##### Information supplied

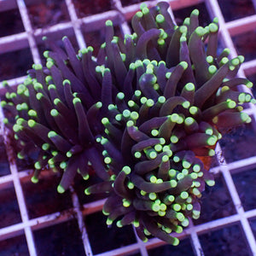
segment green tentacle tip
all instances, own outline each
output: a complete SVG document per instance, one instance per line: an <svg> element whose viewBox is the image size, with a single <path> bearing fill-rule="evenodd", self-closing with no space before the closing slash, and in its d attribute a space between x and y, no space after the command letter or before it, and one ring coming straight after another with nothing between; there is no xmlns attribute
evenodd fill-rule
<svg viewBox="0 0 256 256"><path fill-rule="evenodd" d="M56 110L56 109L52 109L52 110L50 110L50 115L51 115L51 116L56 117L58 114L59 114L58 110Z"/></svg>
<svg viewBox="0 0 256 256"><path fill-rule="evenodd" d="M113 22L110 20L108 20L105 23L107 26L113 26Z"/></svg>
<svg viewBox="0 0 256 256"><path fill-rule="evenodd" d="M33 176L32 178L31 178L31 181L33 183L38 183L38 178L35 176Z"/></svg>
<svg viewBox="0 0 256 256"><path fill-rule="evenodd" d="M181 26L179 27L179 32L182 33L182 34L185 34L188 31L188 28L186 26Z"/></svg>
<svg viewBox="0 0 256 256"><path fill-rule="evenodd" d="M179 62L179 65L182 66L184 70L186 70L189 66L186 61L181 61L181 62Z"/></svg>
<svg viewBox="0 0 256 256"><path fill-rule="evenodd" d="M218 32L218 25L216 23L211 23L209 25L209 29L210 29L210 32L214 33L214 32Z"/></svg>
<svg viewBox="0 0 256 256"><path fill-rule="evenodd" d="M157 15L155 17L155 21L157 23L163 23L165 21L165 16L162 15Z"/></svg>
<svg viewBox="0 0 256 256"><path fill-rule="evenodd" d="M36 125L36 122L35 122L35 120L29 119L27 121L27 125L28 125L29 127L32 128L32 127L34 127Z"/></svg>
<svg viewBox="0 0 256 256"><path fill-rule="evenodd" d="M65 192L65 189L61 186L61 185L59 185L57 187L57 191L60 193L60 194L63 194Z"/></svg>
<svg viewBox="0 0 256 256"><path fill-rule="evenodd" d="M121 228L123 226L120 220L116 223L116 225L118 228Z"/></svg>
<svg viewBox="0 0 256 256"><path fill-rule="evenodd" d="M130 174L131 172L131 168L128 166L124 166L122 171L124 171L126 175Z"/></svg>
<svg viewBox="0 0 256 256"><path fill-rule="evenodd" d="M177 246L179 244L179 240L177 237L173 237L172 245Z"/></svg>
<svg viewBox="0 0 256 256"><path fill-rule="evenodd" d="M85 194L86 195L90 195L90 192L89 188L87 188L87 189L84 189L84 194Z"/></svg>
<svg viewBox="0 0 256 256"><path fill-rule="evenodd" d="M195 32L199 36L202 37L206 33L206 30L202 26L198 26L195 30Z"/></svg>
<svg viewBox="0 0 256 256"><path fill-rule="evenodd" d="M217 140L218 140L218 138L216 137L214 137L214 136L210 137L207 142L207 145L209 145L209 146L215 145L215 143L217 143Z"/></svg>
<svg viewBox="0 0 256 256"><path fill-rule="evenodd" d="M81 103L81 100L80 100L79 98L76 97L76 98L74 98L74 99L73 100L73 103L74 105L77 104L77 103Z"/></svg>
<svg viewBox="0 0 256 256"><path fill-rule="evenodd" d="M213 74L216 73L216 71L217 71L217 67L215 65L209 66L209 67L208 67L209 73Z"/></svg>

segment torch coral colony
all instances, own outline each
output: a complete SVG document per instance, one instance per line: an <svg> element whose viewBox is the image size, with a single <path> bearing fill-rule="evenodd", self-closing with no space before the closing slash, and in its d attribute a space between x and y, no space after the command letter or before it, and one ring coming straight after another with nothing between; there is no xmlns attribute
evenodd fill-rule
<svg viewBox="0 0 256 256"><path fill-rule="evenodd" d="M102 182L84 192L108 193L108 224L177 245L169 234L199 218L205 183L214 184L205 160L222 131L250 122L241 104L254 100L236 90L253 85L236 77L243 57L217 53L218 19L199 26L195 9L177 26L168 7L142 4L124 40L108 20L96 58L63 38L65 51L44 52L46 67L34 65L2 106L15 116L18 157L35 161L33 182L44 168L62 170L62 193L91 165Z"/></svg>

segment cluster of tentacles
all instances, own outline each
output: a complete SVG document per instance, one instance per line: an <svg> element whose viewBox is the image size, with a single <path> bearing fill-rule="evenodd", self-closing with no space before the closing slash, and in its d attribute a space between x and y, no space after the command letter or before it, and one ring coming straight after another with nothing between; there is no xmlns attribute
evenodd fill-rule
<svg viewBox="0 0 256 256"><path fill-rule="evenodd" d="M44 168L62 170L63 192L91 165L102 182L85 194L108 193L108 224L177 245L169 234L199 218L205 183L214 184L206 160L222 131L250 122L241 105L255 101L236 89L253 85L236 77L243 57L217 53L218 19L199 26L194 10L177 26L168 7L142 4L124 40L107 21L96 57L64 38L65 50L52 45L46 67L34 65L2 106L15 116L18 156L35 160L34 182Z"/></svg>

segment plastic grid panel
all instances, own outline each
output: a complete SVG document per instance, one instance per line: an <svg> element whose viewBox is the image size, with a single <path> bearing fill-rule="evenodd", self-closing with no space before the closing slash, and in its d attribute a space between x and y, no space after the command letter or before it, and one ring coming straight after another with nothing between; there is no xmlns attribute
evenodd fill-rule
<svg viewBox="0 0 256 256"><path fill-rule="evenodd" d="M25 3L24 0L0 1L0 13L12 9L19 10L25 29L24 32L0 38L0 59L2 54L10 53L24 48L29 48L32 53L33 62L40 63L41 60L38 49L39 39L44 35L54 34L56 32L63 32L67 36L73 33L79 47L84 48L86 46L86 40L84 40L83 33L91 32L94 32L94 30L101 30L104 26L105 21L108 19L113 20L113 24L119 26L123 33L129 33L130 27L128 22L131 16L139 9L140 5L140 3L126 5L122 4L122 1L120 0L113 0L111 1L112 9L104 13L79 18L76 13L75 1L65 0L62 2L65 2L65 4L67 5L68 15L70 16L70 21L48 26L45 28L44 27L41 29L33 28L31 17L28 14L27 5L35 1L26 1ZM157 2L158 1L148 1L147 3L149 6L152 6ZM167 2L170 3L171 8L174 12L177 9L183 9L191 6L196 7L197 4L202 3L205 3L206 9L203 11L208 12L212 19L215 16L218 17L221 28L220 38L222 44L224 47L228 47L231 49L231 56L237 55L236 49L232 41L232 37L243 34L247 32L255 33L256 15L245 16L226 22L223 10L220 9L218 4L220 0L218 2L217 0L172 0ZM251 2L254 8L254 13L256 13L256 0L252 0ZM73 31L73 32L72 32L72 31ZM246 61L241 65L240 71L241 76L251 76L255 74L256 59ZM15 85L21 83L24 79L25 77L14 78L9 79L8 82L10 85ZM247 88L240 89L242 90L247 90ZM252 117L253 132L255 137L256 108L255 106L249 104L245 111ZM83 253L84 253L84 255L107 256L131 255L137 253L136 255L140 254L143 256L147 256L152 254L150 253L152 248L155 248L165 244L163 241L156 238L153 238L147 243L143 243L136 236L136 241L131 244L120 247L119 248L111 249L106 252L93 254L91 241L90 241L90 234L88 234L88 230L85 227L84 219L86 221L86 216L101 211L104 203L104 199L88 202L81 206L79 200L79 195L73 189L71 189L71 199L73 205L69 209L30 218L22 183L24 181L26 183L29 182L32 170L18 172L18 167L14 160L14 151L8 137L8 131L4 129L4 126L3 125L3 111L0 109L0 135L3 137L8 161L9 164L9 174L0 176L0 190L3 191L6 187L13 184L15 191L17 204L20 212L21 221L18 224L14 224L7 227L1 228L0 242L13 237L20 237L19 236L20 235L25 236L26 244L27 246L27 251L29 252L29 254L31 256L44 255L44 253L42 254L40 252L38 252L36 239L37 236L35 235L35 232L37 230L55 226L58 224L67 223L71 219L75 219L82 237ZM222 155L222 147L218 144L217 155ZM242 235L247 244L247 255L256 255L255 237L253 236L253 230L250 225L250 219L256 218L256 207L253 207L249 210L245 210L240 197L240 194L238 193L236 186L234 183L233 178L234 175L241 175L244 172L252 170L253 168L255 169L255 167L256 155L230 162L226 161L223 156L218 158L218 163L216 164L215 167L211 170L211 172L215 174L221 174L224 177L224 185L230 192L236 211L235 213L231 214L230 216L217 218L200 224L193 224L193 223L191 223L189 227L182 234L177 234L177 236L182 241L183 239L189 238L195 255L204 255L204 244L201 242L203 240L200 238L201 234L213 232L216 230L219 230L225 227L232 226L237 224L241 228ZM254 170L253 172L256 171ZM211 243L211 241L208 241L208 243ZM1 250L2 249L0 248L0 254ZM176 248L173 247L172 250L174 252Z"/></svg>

##########

What is being asked
Write out the records from the line containing "segment cluster of tentacles" through the line containing "168L62 170L63 192L91" as a numbered list, skipping any blank lines.

Result for this exercise
1. segment cluster of tentacles
2. all instances, own outline each
3. output: a complete SVG document per instance, one instance per line: an <svg> element whose viewBox is the image size, with a single <path> bearing fill-rule="evenodd", self-closing with no space before the closing slash, and in its d attribute a space between x and y, no space after the command letter or before it, and one ring coming straight after another with nothing between; there is no xmlns attribute
4. evenodd fill-rule
5. <svg viewBox="0 0 256 256"><path fill-rule="evenodd" d="M44 168L62 170L63 192L91 165L102 182L85 194L108 193L108 224L177 245L169 234L199 218L205 183L214 184L206 160L222 131L250 122L241 105L255 101L236 89L253 85L236 77L243 57L217 53L218 19L199 26L194 10L177 26L168 7L142 4L124 40L107 21L96 57L64 38L65 50L52 45L46 67L34 65L2 106L15 116L18 156L35 160L34 182Z"/></svg>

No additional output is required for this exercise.